### Exercise
Repeat each line exactly, leaving nothing out.

### Materials provided
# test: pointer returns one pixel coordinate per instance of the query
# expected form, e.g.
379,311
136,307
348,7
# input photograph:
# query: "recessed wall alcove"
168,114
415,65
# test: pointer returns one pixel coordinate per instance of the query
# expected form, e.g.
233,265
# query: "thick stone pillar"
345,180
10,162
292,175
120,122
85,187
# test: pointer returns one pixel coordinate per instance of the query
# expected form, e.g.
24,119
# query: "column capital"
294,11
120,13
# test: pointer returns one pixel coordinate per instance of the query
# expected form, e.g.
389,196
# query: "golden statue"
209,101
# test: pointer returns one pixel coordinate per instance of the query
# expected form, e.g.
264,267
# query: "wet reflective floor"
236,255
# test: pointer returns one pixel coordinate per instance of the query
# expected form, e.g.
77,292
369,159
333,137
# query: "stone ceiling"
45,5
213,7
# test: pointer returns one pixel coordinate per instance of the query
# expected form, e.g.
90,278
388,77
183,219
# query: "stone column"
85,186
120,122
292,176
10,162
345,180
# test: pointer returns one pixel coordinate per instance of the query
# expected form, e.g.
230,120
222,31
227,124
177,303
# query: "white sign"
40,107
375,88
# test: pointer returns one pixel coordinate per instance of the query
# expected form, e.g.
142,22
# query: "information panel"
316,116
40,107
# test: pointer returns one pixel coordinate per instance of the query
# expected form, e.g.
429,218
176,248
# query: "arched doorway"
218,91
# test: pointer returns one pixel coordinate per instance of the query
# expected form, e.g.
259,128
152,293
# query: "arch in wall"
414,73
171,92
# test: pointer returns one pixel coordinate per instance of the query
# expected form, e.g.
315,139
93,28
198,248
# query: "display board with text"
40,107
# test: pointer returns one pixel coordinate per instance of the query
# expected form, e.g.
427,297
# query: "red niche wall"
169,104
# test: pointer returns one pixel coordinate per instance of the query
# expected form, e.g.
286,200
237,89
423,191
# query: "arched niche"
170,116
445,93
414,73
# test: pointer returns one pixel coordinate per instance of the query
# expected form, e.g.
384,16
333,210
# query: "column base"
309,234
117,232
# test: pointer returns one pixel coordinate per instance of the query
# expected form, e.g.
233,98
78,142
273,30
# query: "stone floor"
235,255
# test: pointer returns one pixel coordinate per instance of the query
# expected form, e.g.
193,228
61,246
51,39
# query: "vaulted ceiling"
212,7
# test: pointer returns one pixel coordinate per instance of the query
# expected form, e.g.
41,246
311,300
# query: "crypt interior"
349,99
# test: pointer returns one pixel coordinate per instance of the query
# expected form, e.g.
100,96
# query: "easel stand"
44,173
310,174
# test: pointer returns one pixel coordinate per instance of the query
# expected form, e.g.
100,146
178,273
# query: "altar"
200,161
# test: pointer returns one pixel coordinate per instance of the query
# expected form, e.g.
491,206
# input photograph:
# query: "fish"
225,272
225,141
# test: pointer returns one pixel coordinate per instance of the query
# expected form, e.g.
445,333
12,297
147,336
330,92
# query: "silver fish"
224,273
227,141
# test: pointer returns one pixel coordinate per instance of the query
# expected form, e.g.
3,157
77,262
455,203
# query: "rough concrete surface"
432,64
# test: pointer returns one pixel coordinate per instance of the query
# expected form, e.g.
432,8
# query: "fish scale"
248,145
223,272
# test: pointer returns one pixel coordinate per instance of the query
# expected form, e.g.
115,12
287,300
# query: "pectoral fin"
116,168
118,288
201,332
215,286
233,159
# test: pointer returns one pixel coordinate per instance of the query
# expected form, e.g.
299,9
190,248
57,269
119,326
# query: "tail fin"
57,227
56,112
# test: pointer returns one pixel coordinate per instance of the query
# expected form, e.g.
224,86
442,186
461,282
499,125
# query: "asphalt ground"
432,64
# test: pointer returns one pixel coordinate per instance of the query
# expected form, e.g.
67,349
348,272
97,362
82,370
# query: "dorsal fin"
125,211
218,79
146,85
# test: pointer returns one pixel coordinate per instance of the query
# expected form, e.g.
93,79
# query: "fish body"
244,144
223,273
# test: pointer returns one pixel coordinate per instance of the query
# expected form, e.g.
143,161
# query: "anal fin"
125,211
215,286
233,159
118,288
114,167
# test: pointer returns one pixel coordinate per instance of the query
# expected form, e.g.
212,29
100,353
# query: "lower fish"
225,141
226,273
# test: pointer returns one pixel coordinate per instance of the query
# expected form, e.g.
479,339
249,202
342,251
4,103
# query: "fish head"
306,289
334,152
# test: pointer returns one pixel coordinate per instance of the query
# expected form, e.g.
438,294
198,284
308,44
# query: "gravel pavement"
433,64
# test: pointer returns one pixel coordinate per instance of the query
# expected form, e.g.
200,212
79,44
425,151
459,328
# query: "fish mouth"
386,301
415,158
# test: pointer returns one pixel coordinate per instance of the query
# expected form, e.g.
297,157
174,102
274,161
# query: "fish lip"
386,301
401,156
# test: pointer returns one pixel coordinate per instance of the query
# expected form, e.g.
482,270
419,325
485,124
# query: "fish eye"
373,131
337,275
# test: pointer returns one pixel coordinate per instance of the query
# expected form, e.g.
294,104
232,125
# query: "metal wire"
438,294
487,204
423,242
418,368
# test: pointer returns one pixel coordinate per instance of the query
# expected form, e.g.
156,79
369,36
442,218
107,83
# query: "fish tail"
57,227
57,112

### Finished exercise
# test: pointer returns one pixel coordinate per instance of the query
# expected form, e.g.
379,311
136,307
348,7
# input photograph:
# query: "recessed wall alcove"
168,114
415,65
# test: pointer returns one pixel coordinate per instance of the query
# expected form, e.g.
233,265
# query: "thick stone pillar"
345,180
10,162
292,175
120,122
85,187
# test: pointer returns one pixel coordinate per instance of the query
# expected form, e.g.
24,119
# query: "column capital"
294,11
120,13
# test: pointer returns one pixel coordinate per instance of the query
# expected form, e.g.
389,196
# query: "golden statue"
209,101
# test: pointer returns one pixel coordinate per instance of the query
# expected form, e.g.
264,267
# query: "wet reflective floor"
236,255
# test: pointer returns one pixel coordinate per instance of the query
# expected form, e.g.
77,292
369,159
333,137
# query: "stone ceiling"
45,5
213,7
# test: pointer returns one pixel coordinate per instance of the query
# expected form, e.g.
90,278
388,77
183,219
# query: "stone column"
85,186
120,122
292,176
10,162
345,180
# test: pointer returns one pixel coordinate per instance of the query
# expected form, e.g.
230,120
222,31
227,124
177,303
# query: "white sign"
40,107
375,88
# test: pointer returns one pixel coordinate per instance of the query
# expected form, e.g.
142,22
# query: "information panel"
316,116
40,107
# test: pointer returns one pixel coordinate per instance of the query
# expected form, e.g.
429,218
176,248
# query: "arched doorway"
218,91
# test: pointer returns one pixel coordinate per instance of the query
# expected form, e.g.
259,128
152,293
# query: "arch in wall"
414,73
171,92
# test: pointer returns one pixel coordinate per instance of the query
# expected form, e.g.
315,139
93,28
198,248
# query: "display board with text"
40,107
# test: pointer returns one pixel coordinate per instance of the query
# expected form, e.g.
427,297
# query: "red niche wall"
169,104
# test: pointer returns one pixel coordinate per instance of the query
# expected form, e.g.
286,200
237,89
423,191
# query: "arched niche"
170,116
445,93
414,73
# test: pointer returns one pixel coordinate per instance of the query
# expected form, e.g.
384,16
333,210
# query: "column base"
309,234
117,232
# test: pointer returns one pixel coordinate per instance of the query
# expected form, e.g.
233,98
78,142
273,30
# query: "stone floor"
235,255
# test: pointer returns one pixel coordinate per instance of the query
# expected form, e.g.
193,228
61,246
51,39
# query: "vaulted ceiling"
212,7
# test: pointer returns one pixel coordinate per instance of the query
# expected form, e.g.
41,246
311,300
# query: "crypt interior"
349,99
# test: pointer returns one pixel coordinate per instance of the query
# expected form, e.g.
100,96
# query: "easel stand"
44,173
310,174
# test: pointer returns one pixel coordinate per instance of the query
# expected form, e.g.
100,146
178,273
# query: "altar"
200,161
# test: pointer returns one pixel coordinate per instance of the query
# expected form, e.g.
491,206
# input photograph:
# query: "fish"
225,272
225,141
# test: pointer returns one pixel coordinate per instance of the query
# expected form, e.g.
445,333
12,297
147,336
330,92
# query: "silver fish"
224,273
227,141
# test: pointer returns one pixel coordinate per instance of the query
# expected form, e.g.
3,157
77,262
455,203
# query: "rough concrete surface"
432,64
# test: pointer returns one pixel coordinate per instance of the query
# expected form, e.g.
432,8
# query: "fish scale"
248,145
223,272
# test: pointer returns one pixel coordinate per instance of the query
# expected form, e.g.
115,12
287,300
# query: "pectoral fin"
116,168
118,288
201,332
215,286
233,159
# test: pointer returns one pixel coordinate per instance of the query
# expected form, e.g.
299,9
190,248
57,269
119,326
# query: "tail fin"
57,227
56,112
# test: pointer returns one pixel coordinate per instance of the query
# expected form, e.g.
224,86
442,186
461,282
499,125
# query: "asphalt ground"
432,64
# test: pointer returns one pixel coordinate per instance of the query
# expected form, e.g.
67,349
348,272
97,362
82,370
# query: "dorsal fin"
125,211
218,79
146,85
# test: pointer returns one pixel coordinate per instance of the query
# expected form, e.g.
93,79
# query: "fish body"
244,144
223,273
# test: pointer returns one pixel coordinate per instance of the query
# expected form, e.g.
143,161
# query: "anal fin"
125,211
215,286
233,159
118,288
114,167
# test: pointer returns one pixel coordinate per instance of the query
# expected form, e.g.
212,29
100,353
# query: "lower fish"
225,141
226,273
# test: pointer returns one pixel coordinate per instance of the query
# expected form, e.g.
479,339
249,202
342,251
4,103
# query: "fish head"
306,289
334,152
# test: pointer returns one pixel coordinate per instance of the query
# expected form, e.g.
438,294
198,284
308,44
# query: "gravel pavement"
433,64
# test: pointer returns one pixel coordinate per instance of the query
# expected form, e.g.
200,212
79,44
425,151
459,328
# query: "fish mouth"
386,301
415,158
# test: pointer returns one pixel coordinate per instance of the query
# expected form, e.g.
297,157
174,102
274,161
# query: "fish lip"
386,301
401,156
# test: pointer returns one pixel coordinate per instance of the query
# expected form, e.g.
482,270
419,325
485,124
# query: "fish eye"
373,131
337,275
# test: pointer returns one pixel coordinate per instance of the query
# expected form, e.g.
294,104
232,125
# query: "metal wire"
438,294
487,204
423,242
418,368
# test: pointer returns one pixel coordinate per instance of the query
# expected form, e.g.
156,79
369,36
442,218
107,83
# query: "fish tail"
57,227
57,112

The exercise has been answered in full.